▶ What you will do
Without omitting anything, retype the data that follows.

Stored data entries
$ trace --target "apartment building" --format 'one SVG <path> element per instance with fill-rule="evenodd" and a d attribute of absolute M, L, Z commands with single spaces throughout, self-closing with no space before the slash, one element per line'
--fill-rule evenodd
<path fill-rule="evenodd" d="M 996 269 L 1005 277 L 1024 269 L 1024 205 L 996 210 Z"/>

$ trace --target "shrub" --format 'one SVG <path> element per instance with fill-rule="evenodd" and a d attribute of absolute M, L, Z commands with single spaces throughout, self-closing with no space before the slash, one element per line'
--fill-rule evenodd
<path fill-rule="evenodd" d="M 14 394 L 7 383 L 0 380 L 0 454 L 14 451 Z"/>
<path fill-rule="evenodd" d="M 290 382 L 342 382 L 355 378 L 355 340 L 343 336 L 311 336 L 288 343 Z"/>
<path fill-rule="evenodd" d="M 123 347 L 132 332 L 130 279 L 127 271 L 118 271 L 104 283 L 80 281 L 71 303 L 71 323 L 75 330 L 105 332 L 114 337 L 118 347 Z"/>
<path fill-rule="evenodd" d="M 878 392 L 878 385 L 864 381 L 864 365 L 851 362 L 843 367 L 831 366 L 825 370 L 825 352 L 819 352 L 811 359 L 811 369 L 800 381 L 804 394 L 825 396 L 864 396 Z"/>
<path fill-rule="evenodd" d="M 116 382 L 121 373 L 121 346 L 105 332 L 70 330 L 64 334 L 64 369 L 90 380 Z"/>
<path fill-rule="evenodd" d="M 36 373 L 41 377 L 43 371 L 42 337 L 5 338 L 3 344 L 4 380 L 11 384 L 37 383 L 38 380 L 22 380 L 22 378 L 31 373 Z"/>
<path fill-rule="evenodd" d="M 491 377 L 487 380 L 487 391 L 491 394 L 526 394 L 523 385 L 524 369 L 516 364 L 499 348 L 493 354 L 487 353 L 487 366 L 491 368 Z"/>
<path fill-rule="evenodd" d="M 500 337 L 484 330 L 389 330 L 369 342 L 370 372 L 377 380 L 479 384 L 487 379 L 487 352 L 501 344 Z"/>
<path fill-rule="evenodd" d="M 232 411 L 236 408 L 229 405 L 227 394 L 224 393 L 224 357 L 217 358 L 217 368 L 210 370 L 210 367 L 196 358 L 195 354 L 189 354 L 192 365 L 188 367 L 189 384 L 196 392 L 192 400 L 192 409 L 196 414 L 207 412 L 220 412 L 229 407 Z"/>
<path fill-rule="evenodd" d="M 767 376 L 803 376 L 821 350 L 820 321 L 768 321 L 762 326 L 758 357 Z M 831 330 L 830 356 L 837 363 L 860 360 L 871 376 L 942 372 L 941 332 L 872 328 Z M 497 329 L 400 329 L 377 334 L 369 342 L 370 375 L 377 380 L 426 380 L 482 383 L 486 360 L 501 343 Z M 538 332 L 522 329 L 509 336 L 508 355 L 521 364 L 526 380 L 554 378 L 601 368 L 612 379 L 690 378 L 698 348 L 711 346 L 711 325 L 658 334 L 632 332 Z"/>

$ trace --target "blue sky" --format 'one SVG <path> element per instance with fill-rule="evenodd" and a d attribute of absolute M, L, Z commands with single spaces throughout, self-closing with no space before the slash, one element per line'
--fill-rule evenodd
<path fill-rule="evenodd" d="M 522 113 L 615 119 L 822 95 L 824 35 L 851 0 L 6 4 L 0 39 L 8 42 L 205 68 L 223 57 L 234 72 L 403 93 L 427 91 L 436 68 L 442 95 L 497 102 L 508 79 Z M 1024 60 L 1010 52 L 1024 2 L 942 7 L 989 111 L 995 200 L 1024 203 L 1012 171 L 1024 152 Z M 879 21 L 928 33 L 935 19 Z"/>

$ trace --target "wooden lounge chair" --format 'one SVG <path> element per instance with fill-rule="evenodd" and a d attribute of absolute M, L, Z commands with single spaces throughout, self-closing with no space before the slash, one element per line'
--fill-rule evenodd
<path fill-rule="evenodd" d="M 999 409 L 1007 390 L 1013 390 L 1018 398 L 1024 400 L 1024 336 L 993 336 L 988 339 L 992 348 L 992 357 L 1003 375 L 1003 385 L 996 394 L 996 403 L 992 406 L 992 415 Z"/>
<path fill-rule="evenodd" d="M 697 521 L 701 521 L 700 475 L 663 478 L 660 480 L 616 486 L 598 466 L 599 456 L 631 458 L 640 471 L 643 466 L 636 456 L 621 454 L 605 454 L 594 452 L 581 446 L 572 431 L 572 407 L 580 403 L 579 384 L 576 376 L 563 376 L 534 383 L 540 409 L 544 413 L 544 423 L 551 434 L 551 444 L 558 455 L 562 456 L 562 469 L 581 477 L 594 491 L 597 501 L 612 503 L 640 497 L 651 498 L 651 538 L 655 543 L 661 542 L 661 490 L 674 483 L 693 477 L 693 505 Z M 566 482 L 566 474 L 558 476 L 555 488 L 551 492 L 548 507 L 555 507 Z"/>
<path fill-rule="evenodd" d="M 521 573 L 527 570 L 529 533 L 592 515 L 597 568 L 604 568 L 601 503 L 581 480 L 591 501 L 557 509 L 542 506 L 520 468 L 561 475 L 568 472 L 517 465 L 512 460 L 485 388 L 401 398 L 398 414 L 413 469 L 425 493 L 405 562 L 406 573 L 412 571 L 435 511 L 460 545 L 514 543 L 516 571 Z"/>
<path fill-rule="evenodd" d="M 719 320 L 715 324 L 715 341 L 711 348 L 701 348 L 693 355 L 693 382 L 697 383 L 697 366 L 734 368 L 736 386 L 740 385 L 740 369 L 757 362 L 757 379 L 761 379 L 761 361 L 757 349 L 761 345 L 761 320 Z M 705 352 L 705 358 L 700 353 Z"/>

▶ Result for this task
$ trace --target "apartment building" --format 'one SVG <path> element per instance with fill-rule="evenodd" and a d attribute of absolute M, L, Z commands with single spaces throughout, self-closing with no space before the slash, one element per line'
--fill-rule evenodd
<path fill-rule="evenodd" d="M 996 269 L 1005 277 L 1024 269 L 1024 205 L 996 210 Z"/>

$ trace --target "shrub" --format 'one SVG <path> element per instance with fill-rule="evenodd" and a d attribute of absolute M, L, Z commands with single spaces throughout, self-closing with no space before the slash, one element per line'
--fill-rule evenodd
<path fill-rule="evenodd" d="M 14 394 L 7 383 L 0 380 L 0 454 L 14 451 Z"/>
<path fill-rule="evenodd" d="M 290 382 L 342 382 L 355 378 L 355 340 L 343 336 L 311 336 L 288 343 Z"/>
<path fill-rule="evenodd" d="M 123 347 L 132 332 L 130 279 L 127 271 L 118 271 L 104 283 L 80 281 L 71 303 L 71 323 L 75 330 L 105 332 L 114 337 L 118 347 Z"/>
<path fill-rule="evenodd" d="M 878 392 L 878 385 L 864 381 L 864 365 L 851 362 L 843 367 L 831 366 L 825 370 L 825 352 L 819 352 L 811 359 L 811 369 L 800 381 L 804 394 L 825 396 L 864 396 Z"/>
<path fill-rule="evenodd" d="M 116 382 L 121 373 L 121 346 L 105 332 L 70 330 L 64 334 L 64 369 L 90 380 Z"/>
<path fill-rule="evenodd" d="M 36 373 L 41 377 L 43 371 L 42 337 L 5 338 L 3 344 L 4 380 L 11 384 L 37 383 L 38 380 L 22 380 L 22 378 L 31 373 Z"/>
<path fill-rule="evenodd" d="M 491 377 L 487 380 L 487 391 L 491 394 L 526 394 L 523 385 L 524 369 L 516 364 L 499 348 L 493 354 L 487 353 L 487 366 L 491 368 Z"/>
<path fill-rule="evenodd" d="M 500 337 L 484 330 L 389 330 L 369 342 L 370 372 L 377 380 L 479 384 L 487 379 L 487 352 L 501 344 Z"/>
<path fill-rule="evenodd" d="M 232 411 L 236 408 L 229 405 L 227 394 L 224 393 L 224 357 L 217 358 L 217 368 L 210 370 L 210 367 L 196 358 L 195 354 L 189 354 L 192 365 L 188 367 L 189 384 L 196 392 L 192 400 L 192 409 L 196 414 L 207 412 L 220 412 L 229 407 Z"/>
<path fill-rule="evenodd" d="M 767 376 L 803 376 L 821 350 L 820 321 L 768 321 L 762 326 L 758 357 Z M 831 330 L 830 356 L 837 363 L 860 360 L 871 376 L 942 372 L 941 332 L 872 328 Z M 497 329 L 400 329 L 377 334 L 369 342 L 370 375 L 377 380 L 426 380 L 482 383 L 486 360 L 501 343 Z M 538 332 L 522 329 L 509 336 L 508 355 L 521 364 L 526 380 L 554 378 L 601 368 L 612 379 L 690 378 L 698 348 L 711 346 L 711 325 L 658 334 L 632 332 Z"/>

$ trace --target "blue sky" --format 'one SVG <path> element per instance with fill-rule="evenodd" and a d attribute of absolute M, L, Z commands with single spaces throughout, self-closing with no space before the slash, one element per line'
--fill-rule evenodd
<path fill-rule="evenodd" d="M 522 113 L 615 119 L 822 95 L 824 35 L 851 0 L 6 4 L 0 39 L 8 42 L 205 68 L 223 57 L 234 72 L 403 93 L 427 91 L 436 68 L 442 95 L 497 102 L 508 79 Z M 1024 60 L 1010 52 L 1024 2 L 942 7 L 989 111 L 995 200 L 1024 203 L 1012 171 L 1024 152 Z M 879 21 L 928 33 L 935 19 Z"/>

$ trace --target "wooden lounge chair" --format 'one SVG <path> element per instance with fill-rule="evenodd" and a d attribute of absolute M, L, Z commands with single spaces throughout, self-closing with no space before the slash, one element per line'
--fill-rule evenodd
<path fill-rule="evenodd" d="M 999 409 L 1007 390 L 1013 390 L 1018 398 L 1024 400 L 1024 336 L 993 336 L 988 339 L 992 348 L 992 357 L 1003 375 L 1003 385 L 996 394 L 996 403 L 992 406 L 992 415 Z"/>
<path fill-rule="evenodd" d="M 697 521 L 701 521 L 700 475 L 663 478 L 660 480 L 616 486 L 598 466 L 599 456 L 631 458 L 640 471 L 643 466 L 636 456 L 621 454 L 605 454 L 594 452 L 581 446 L 572 431 L 572 407 L 580 403 L 579 384 L 576 376 L 563 376 L 534 383 L 540 409 L 544 413 L 544 423 L 551 434 L 551 444 L 558 455 L 562 456 L 562 469 L 581 477 L 594 491 L 597 501 L 612 503 L 640 497 L 651 498 L 651 538 L 655 543 L 661 542 L 661 490 L 674 483 L 693 477 L 693 505 Z M 566 482 L 566 474 L 558 476 L 555 488 L 551 492 L 548 507 L 555 507 Z"/>
<path fill-rule="evenodd" d="M 521 573 L 527 570 L 529 533 L 592 515 L 597 568 L 604 568 L 601 503 L 581 480 L 591 501 L 557 509 L 542 506 L 520 468 L 561 475 L 568 472 L 517 465 L 512 460 L 485 388 L 401 398 L 398 414 L 413 469 L 425 493 L 405 562 L 406 573 L 412 571 L 435 511 L 460 545 L 514 543 L 516 571 Z"/>
<path fill-rule="evenodd" d="M 719 320 L 715 324 L 715 341 L 711 348 L 701 348 L 693 355 L 693 382 L 697 383 L 697 366 L 734 368 L 736 386 L 740 385 L 740 369 L 757 362 L 757 379 L 761 379 L 761 361 L 757 349 L 761 345 L 761 320 Z M 705 352 L 705 358 L 700 353 Z"/>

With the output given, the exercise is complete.